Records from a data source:

----------------------------------------

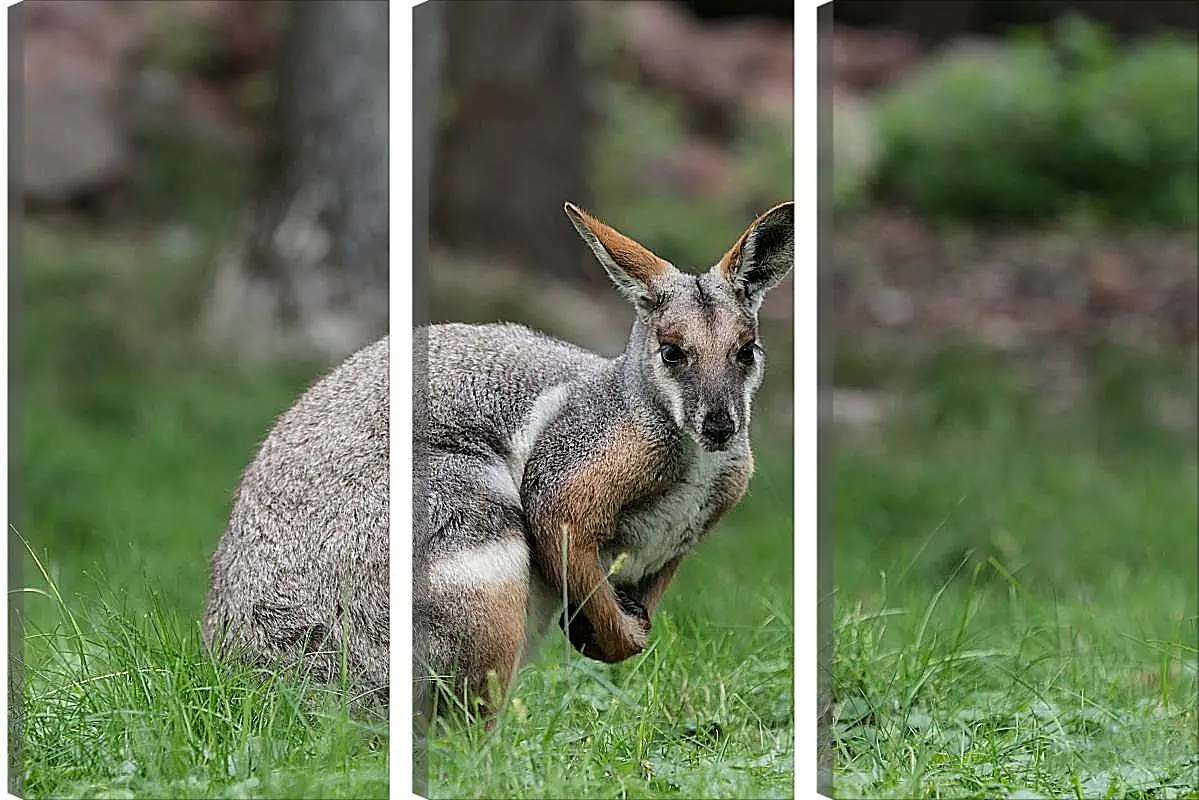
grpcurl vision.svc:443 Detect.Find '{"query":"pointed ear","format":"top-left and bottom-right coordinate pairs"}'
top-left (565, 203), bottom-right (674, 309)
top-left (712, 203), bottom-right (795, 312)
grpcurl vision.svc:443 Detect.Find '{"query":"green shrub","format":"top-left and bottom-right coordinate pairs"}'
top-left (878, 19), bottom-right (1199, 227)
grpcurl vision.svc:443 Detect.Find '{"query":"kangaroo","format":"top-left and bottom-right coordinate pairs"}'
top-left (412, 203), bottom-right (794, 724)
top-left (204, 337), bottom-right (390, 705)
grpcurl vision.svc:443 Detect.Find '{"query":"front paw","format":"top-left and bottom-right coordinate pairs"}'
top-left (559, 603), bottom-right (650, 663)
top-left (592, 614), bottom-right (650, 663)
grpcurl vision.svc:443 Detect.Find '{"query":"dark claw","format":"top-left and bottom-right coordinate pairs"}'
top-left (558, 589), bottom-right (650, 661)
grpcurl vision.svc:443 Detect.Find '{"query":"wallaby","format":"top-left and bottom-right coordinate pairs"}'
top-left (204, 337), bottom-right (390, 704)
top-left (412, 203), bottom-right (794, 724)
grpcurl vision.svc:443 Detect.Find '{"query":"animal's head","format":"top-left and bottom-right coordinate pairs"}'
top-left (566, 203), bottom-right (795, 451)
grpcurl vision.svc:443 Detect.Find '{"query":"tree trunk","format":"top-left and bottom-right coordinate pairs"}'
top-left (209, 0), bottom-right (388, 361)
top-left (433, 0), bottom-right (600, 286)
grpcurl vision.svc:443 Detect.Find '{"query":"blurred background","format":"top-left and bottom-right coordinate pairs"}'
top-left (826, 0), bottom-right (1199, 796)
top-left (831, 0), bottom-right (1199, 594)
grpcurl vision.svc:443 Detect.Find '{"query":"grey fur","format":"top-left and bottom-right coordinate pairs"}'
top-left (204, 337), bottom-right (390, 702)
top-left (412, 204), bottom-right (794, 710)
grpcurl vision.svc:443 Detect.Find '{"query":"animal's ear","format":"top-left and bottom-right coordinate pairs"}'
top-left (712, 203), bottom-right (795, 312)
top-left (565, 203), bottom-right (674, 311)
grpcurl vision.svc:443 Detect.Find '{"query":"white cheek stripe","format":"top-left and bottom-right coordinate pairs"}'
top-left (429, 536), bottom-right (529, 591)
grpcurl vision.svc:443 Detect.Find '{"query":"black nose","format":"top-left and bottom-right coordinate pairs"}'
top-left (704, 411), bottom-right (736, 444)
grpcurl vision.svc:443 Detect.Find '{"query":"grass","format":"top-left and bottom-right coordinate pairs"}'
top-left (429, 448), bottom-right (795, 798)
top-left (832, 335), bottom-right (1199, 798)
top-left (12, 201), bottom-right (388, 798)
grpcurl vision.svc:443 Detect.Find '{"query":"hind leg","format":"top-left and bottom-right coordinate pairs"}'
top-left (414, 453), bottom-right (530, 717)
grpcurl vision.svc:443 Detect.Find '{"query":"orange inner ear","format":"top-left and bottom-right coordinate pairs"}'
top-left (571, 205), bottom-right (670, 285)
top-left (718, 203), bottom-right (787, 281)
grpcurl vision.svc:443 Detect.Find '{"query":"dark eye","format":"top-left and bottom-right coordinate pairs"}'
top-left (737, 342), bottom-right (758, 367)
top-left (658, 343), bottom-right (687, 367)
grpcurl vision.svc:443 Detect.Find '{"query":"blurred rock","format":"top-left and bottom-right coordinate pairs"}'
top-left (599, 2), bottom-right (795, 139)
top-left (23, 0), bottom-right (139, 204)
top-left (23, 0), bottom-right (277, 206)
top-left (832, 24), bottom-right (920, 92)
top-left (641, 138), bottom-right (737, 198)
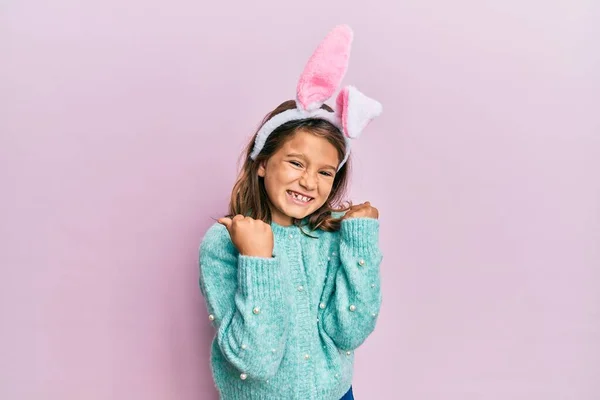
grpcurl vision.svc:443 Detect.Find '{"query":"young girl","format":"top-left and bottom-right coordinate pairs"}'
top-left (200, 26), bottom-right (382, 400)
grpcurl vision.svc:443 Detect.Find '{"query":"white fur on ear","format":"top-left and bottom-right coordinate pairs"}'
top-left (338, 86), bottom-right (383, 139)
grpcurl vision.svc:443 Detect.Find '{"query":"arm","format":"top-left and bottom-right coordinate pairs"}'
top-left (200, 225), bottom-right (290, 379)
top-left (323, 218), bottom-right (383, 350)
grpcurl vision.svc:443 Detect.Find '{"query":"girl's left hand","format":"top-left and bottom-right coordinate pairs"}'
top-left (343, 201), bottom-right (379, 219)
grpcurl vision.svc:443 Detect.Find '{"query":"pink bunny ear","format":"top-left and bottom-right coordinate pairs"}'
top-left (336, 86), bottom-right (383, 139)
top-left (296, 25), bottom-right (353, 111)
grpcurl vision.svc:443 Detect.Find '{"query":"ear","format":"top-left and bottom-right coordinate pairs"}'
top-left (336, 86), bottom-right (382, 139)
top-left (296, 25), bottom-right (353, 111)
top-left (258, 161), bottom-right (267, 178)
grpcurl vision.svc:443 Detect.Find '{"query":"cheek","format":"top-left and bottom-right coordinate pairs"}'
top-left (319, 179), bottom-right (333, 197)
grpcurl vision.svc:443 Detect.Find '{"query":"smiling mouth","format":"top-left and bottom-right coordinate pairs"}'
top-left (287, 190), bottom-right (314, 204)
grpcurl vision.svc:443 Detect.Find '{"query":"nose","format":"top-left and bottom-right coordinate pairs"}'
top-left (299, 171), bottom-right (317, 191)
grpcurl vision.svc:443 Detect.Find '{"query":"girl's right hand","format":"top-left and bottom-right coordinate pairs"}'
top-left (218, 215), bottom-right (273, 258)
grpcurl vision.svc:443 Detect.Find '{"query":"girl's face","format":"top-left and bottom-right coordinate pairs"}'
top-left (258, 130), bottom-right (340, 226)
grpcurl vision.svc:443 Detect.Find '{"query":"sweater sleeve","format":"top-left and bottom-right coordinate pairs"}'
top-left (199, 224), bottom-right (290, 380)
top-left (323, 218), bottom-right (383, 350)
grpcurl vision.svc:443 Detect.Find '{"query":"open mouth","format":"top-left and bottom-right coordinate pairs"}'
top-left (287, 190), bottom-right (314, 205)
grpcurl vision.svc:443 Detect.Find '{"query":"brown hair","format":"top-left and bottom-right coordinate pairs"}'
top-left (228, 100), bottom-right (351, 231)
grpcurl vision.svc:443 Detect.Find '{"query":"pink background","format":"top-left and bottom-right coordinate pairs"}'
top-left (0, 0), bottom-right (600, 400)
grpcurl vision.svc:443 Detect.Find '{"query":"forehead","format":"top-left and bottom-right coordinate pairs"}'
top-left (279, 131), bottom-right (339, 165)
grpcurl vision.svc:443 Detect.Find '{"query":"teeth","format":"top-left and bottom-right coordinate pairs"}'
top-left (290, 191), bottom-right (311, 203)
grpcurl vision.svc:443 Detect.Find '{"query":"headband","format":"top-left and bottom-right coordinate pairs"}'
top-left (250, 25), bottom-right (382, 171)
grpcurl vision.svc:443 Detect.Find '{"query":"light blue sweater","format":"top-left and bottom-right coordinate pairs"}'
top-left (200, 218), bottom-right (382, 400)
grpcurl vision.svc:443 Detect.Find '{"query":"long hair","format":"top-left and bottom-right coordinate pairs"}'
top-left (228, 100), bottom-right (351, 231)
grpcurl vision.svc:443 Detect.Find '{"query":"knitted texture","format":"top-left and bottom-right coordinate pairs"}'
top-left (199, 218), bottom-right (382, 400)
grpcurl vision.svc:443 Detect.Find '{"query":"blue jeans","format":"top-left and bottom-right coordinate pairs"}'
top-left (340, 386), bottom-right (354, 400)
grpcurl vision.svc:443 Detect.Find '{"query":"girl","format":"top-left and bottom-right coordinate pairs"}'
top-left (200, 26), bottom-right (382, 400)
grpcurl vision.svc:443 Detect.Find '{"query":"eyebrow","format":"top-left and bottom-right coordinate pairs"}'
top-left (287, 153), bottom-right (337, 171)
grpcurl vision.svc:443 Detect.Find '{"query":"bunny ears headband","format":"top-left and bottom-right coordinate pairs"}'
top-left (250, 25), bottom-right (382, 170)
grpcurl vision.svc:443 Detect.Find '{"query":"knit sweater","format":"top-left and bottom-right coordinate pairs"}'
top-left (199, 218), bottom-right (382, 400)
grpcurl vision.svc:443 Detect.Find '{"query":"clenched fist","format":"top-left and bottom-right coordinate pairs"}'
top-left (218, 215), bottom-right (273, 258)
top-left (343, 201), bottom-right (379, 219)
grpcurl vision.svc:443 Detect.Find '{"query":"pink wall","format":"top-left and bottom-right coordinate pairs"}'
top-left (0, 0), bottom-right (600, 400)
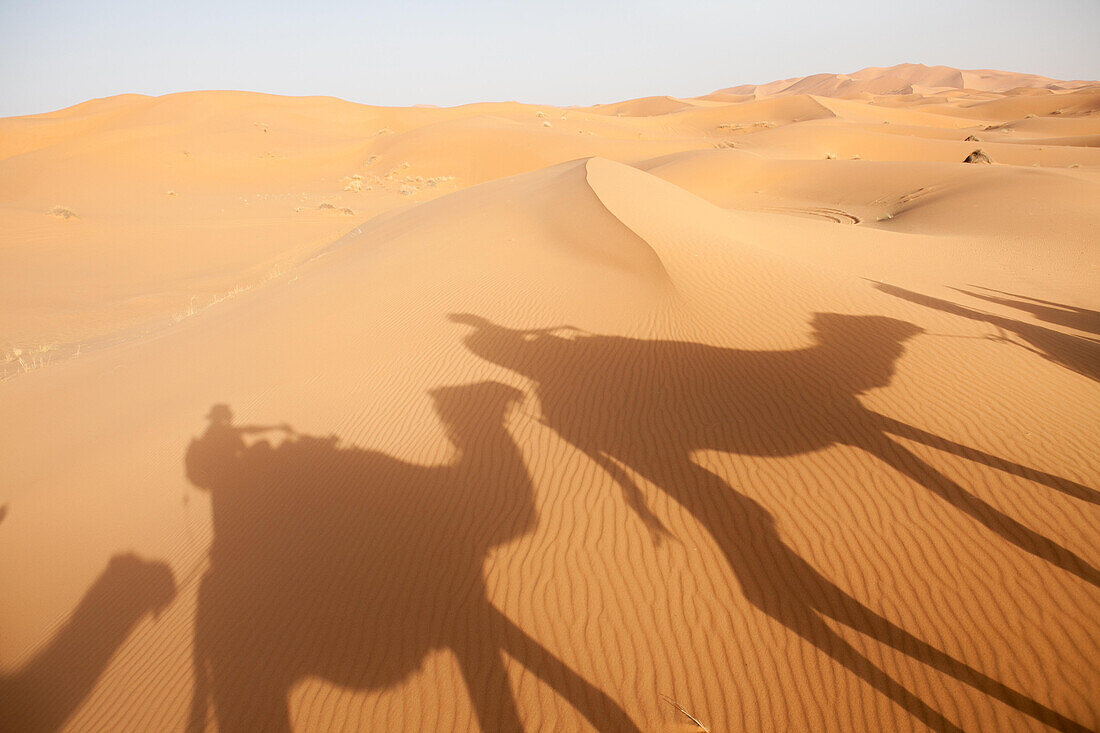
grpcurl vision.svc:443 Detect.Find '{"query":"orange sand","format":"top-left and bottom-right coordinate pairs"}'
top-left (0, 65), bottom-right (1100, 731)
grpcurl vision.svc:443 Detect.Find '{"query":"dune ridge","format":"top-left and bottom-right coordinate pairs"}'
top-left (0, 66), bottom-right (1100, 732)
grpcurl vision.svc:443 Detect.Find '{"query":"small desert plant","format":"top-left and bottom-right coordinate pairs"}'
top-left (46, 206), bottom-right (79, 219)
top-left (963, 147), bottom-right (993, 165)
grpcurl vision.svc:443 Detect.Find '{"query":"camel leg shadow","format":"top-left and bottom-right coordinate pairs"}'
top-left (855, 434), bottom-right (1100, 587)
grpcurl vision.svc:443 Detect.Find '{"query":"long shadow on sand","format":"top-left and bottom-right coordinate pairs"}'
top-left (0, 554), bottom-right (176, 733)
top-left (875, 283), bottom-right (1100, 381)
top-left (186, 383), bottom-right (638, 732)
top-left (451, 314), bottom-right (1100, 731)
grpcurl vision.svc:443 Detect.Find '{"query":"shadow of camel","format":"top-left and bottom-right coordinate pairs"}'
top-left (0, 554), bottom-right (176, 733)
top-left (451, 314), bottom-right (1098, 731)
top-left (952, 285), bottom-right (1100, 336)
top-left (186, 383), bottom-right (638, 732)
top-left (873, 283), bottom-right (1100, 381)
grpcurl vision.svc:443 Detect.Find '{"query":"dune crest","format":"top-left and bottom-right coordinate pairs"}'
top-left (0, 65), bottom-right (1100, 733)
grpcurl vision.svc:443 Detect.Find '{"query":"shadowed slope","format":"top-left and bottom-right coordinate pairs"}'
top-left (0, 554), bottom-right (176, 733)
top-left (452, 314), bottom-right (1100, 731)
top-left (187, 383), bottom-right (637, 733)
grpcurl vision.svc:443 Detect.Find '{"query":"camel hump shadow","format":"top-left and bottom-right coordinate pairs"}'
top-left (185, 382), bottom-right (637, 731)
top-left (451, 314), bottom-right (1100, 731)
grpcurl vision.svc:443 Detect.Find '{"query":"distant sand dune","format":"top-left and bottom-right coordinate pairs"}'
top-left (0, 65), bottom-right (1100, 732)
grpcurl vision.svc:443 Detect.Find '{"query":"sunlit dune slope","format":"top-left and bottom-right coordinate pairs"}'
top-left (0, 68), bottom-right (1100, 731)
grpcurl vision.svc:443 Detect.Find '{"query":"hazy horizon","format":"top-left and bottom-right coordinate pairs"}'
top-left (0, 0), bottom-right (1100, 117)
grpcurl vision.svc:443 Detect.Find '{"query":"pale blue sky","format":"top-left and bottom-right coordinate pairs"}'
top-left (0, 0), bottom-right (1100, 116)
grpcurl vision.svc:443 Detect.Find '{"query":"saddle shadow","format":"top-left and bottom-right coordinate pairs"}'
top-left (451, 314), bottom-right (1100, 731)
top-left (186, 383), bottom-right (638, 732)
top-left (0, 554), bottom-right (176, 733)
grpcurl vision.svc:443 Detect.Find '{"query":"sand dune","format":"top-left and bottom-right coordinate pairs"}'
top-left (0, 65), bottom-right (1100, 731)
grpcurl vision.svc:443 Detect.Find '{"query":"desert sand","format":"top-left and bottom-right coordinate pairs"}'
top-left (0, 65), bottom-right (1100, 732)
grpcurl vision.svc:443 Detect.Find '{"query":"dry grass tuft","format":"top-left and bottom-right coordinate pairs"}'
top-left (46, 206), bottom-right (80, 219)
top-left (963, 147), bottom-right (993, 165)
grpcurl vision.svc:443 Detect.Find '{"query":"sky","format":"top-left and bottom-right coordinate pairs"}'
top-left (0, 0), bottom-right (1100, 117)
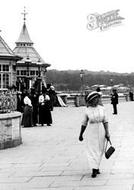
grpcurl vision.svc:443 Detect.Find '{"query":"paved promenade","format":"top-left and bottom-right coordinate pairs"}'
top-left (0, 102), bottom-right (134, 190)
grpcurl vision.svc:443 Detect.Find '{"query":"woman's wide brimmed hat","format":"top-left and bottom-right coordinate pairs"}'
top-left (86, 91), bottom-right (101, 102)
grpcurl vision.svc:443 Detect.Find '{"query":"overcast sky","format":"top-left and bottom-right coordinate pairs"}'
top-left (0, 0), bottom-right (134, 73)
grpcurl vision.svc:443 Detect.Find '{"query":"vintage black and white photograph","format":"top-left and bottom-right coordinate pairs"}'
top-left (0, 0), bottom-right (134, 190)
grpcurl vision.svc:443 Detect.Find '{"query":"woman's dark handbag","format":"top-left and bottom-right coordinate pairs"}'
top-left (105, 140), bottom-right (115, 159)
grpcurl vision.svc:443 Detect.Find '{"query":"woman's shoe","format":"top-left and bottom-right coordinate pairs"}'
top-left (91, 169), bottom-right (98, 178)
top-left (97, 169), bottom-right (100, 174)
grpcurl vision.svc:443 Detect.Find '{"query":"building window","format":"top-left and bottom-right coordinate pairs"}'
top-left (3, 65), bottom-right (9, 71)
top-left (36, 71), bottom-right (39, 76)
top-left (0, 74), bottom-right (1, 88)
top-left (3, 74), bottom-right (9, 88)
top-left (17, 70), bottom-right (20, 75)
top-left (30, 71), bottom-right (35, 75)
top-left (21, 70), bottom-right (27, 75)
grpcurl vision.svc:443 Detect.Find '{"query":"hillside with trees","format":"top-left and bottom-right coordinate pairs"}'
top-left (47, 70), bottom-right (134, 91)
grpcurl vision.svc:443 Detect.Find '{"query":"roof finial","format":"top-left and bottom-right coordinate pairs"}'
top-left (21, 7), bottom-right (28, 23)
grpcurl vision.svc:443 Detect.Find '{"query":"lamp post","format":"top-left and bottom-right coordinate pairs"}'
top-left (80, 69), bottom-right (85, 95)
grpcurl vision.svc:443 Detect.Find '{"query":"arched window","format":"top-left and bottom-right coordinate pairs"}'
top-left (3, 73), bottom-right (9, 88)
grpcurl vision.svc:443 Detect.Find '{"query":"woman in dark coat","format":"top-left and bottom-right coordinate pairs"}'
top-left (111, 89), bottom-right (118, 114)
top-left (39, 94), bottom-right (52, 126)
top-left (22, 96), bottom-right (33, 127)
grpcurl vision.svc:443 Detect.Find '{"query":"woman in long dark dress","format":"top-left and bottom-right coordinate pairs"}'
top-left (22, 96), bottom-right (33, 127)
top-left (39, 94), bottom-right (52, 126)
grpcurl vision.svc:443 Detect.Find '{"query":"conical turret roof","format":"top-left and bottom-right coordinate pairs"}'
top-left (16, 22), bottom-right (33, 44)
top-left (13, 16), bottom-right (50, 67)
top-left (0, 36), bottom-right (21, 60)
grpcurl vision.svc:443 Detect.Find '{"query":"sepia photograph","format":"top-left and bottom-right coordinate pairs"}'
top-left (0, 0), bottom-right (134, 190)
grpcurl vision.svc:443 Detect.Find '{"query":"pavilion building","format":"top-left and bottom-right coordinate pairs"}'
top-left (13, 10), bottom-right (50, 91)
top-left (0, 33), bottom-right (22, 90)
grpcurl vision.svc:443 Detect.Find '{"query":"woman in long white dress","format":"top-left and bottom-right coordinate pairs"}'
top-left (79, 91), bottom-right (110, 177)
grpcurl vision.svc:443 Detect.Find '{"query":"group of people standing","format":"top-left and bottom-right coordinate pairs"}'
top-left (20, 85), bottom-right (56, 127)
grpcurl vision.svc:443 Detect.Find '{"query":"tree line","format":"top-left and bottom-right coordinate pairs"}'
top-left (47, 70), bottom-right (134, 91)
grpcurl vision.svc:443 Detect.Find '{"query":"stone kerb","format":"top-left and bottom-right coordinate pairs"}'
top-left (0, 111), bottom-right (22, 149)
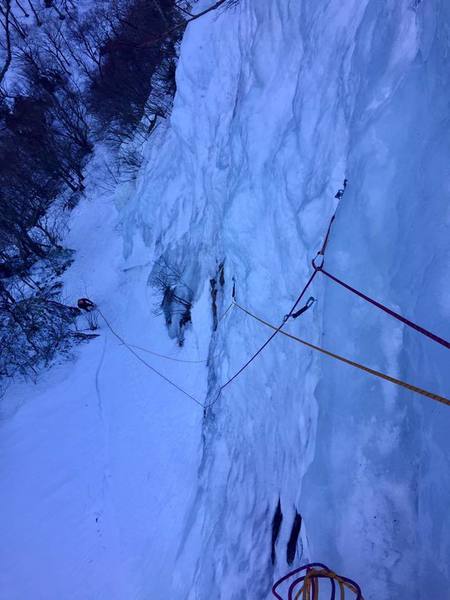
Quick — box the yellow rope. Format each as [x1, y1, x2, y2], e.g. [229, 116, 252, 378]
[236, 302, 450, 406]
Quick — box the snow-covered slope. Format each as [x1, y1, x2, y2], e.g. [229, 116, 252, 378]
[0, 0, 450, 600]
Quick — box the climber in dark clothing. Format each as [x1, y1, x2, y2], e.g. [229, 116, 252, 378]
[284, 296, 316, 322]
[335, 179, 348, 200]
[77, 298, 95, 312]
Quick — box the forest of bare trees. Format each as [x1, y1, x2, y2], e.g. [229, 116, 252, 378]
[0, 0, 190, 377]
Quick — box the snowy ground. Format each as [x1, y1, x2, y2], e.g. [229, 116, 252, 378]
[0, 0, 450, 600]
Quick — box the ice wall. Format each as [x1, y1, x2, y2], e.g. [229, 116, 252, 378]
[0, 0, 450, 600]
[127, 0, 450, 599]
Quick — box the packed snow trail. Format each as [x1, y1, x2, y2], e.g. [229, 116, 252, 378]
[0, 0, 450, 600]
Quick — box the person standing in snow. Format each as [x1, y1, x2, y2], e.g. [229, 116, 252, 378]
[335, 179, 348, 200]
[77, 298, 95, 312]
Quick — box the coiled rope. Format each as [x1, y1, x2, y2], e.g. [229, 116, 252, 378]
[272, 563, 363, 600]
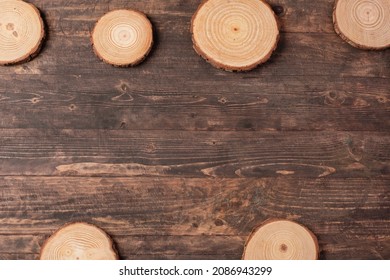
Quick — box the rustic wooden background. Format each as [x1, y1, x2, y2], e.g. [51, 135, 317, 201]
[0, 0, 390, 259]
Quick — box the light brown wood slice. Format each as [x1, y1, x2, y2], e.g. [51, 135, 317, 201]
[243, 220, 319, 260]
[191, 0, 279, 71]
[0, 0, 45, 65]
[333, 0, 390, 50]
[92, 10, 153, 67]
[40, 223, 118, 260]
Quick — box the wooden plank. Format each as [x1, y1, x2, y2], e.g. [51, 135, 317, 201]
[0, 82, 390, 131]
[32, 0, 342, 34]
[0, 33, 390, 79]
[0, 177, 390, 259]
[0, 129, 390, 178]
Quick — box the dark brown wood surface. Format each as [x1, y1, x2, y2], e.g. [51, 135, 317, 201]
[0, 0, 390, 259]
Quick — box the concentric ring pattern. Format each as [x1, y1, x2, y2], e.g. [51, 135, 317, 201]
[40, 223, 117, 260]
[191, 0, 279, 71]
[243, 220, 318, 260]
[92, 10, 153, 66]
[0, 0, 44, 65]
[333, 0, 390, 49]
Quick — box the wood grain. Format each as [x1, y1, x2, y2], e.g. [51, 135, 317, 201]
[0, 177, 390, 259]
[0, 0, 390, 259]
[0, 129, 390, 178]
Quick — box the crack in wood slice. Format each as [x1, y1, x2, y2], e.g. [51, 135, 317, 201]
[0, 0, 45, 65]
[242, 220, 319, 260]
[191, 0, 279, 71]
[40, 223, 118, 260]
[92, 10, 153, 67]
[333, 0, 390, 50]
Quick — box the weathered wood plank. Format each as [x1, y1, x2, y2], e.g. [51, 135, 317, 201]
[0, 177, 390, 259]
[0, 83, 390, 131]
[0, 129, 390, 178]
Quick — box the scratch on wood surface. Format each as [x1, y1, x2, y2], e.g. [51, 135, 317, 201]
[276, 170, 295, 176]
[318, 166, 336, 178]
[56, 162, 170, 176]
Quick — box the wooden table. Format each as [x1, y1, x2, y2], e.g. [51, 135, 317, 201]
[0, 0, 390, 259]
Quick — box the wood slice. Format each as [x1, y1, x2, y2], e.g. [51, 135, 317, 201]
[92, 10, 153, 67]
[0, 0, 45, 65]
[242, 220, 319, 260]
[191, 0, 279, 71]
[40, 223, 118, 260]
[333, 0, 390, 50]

----------------------------------------

(Your task) Give back exactly the lines from the one containing "Quick — box the wooden plank." to the end of the material, both ends included.

(Reply to the task)
Quick — box the wooden plank. Format each as [x1, y1, x2, y2], e.g. [51, 135, 317, 201]
[0, 82, 390, 131]
[32, 0, 342, 34]
[0, 33, 390, 79]
[0, 177, 390, 259]
[0, 129, 390, 178]
Quick — box the dark brown wood surface. Format each as [x1, y1, x2, y2], e.g. [51, 135, 317, 201]
[0, 0, 390, 259]
Quick — box the concentric ring pattern. Format each as [x1, y1, x2, y2], e.g. [51, 135, 317, 201]
[40, 223, 117, 260]
[191, 0, 279, 71]
[243, 220, 318, 260]
[92, 10, 153, 66]
[0, 0, 44, 65]
[333, 0, 390, 49]
Quick — box the wood grain. Format each as [x1, y1, x2, y2], e.g. [51, 135, 317, 201]
[0, 177, 390, 259]
[0, 0, 390, 259]
[0, 129, 390, 178]
Quick — box the crack in wood slice. Format each as [x1, y1, x2, y2], e.g. [51, 135, 317, 201]
[0, 0, 45, 65]
[242, 220, 319, 260]
[191, 0, 279, 71]
[40, 223, 118, 260]
[92, 10, 153, 67]
[333, 0, 390, 50]
Quick — box the weathered wood plank. Format each as [x1, y1, x2, y2], e.g. [51, 135, 317, 201]
[0, 177, 390, 259]
[0, 83, 390, 131]
[0, 129, 390, 178]
Quick — box the scratch on wood surface. Format each as [x1, y1, x2, y2], e.g. [51, 135, 317, 201]
[276, 170, 295, 176]
[318, 166, 336, 178]
[56, 162, 170, 176]
Quick — box the wooden table. Format each as [x1, y1, x2, y2], e.g. [51, 135, 317, 201]
[0, 0, 390, 259]
Quick — box the wood slice. Format each as [x1, y1, x2, y2], e.g. [51, 135, 317, 201]
[92, 10, 153, 67]
[0, 0, 45, 65]
[242, 220, 319, 260]
[191, 0, 279, 71]
[40, 223, 118, 260]
[333, 0, 390, 50]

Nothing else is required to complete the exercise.